§ Instrucción: Actualiza el tramo que abre con la fila que contiene "[mark] the lavender" y llega hasta el final de las filas. Reescríbelo sustituyendo "short sleeve" por "long sleeve" sin alterar nada más.

Elementos del conjunto de datos:
--

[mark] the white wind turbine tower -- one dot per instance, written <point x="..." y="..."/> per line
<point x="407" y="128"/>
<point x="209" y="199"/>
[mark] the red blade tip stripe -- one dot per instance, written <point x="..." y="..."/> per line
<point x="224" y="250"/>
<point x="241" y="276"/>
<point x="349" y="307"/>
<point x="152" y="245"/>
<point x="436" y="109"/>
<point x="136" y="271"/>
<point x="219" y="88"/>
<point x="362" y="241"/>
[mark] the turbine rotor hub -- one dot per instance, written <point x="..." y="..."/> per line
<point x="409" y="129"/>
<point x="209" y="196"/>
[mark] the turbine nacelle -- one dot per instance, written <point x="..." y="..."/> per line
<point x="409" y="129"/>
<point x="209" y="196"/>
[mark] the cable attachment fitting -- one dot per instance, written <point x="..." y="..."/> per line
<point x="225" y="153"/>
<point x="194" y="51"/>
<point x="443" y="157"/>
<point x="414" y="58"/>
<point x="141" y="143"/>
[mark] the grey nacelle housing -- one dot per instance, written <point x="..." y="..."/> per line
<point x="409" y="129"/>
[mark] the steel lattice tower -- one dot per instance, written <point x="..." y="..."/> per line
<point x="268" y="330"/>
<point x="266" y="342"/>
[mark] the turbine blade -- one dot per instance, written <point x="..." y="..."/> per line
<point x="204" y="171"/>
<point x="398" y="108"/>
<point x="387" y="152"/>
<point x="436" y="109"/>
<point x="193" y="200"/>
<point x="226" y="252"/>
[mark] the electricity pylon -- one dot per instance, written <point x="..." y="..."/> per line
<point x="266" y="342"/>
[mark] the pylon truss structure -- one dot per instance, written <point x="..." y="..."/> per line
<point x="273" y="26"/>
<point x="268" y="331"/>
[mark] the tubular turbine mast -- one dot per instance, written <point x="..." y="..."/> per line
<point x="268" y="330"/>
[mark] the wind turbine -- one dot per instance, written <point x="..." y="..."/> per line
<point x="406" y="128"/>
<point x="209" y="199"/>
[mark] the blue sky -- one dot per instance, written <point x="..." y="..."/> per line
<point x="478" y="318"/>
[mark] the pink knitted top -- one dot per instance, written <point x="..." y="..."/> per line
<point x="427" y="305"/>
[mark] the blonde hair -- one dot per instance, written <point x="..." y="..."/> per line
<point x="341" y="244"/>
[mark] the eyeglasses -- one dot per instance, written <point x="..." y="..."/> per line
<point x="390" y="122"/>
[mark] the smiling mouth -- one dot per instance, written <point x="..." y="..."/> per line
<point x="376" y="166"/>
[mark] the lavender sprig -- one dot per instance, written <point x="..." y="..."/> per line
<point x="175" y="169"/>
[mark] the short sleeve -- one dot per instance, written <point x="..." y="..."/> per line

--

§ Respuesta del ejercicio:
[mark] the lavender sprig -- one dot per instance, written <point x="..." y="..."/> per line
<point x="175" y="169"/>
[mark] the long sleeve -- one dot per instance, written <point x="..." y="..."/> per line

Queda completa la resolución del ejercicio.